Selected text:
BEGIN

Controversial accord to be implemented next month; US says Tehran must take steps to satisfy IAEA before punitive measures removed

From left to right, Chinese Foreign Minister Wang Yi, French Foreign Minister Laurent Fabius, German Foreign Minister Frank Walter Steinmeier, European Union High Representative for Foreign Affairs and Security Policy Federica Mogherini, Iranian Foreign Minister Mohammad Javad Zarif, Head of the Iranian A group shot at the sealing of the Iran nuclear deal: Atomic Energy Organization Ali Akbar Salehi, Russian Foreign Minister Sergey Lavrov, British Foreign Secretary Philip Hammon, U.S. Secretary of State John Kerry and US Secretary of Energy Ernest Moniz pose for a group picture at the United Nations building in Vienna, Austria, Tuesday, July 14, 2015. (Carlos Barria, Pool Photo via AP)
From left to right, Chinese Foreign Minister Wang Yi, French Foreign Minister Laurent Fabius, German Foreign Minister Frank Walter Steinmeier, European Union High Representative for Foreign Affairs and Security Policy Federica Mogherini, Iranian Foreign Minister Mohammad Javad Zarif, Head of the Iranian A group shot at the sealing of the Iran nuclear deal: Atomic Energy Organization Ali Akbar Salehi, Russian Foreign Minister Sergey Lavrov, British Foreign Secretary Philip Hammon, U.S. Secretary of State John Kerry and US Secretary of Energy Ernest Moniz pose for a group picture at the United Nations building in Vienna, Austria, Tuesday, July 14, 2015. (Carlos Barria, Pool Photo via AP)

 

WASHINGTON (JTA) — The formal adoption of the Iran nuclear deal will be Oct. 18, but it is not yet clear how long it will take for Iran to satisfy conditions to relieve sanctions, top US officials said.

END

Work required: Retype the passage of the Iran nuclear deal article that begins at the words "WASHINGTON (JTA) —" and stops after "US officials said.".

Records shown:
BEGIN

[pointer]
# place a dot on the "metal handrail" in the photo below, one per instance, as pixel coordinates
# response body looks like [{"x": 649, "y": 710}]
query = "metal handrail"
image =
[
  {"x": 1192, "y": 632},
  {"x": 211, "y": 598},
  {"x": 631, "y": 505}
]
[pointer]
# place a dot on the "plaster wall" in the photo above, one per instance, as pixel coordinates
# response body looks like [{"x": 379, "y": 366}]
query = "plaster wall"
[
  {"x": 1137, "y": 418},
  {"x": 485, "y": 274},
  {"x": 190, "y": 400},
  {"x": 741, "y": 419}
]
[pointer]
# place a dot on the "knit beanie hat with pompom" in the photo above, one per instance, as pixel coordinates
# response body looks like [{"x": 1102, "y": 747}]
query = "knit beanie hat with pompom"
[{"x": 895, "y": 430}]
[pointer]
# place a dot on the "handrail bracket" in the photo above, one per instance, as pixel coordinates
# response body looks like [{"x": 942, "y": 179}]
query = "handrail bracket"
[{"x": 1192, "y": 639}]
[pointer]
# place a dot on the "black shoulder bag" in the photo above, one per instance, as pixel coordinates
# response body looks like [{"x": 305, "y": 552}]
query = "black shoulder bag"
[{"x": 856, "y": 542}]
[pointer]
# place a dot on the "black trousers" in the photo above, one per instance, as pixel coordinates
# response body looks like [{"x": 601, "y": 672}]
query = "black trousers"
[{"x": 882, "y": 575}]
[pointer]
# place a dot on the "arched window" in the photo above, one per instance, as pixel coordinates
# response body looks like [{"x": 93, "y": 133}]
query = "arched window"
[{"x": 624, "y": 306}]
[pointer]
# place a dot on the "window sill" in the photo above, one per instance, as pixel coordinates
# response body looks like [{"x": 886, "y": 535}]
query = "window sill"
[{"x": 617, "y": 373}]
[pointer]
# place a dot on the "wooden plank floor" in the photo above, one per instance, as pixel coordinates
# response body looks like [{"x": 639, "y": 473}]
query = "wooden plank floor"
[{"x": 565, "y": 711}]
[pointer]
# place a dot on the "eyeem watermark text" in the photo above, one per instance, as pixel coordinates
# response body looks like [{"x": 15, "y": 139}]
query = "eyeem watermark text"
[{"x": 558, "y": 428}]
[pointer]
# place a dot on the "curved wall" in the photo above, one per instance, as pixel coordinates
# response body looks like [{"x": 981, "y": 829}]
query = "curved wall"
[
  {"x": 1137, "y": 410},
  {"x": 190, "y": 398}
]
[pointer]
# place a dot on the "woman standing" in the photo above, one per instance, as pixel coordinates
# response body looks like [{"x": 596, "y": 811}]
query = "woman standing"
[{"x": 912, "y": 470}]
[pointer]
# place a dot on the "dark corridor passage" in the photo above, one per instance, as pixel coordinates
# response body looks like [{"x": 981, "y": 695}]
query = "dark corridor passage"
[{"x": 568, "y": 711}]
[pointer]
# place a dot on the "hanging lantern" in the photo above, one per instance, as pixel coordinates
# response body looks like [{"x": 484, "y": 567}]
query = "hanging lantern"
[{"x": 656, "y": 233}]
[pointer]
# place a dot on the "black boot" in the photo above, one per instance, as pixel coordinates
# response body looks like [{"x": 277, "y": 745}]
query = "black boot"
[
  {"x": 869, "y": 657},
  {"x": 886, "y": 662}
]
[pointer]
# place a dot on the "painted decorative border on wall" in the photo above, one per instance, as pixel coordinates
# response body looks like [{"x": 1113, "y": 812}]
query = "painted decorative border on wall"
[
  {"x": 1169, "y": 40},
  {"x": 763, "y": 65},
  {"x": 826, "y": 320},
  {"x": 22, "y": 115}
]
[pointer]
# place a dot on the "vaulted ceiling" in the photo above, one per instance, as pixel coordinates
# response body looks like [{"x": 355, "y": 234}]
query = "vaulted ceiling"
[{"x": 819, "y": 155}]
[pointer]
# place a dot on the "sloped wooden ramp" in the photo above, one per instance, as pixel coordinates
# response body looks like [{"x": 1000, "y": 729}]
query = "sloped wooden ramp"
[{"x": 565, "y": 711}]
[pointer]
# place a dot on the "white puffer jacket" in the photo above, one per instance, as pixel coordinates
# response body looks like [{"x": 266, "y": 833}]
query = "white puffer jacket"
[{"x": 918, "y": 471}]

END

Result for this task:
WASHINGTON (JTA) — The formal adoption of the Iran nuclear deal will be Oct. 18, but it is not yet clear how long it will take for Iran to satisfy conditions to relieve sanctions, top US officials said.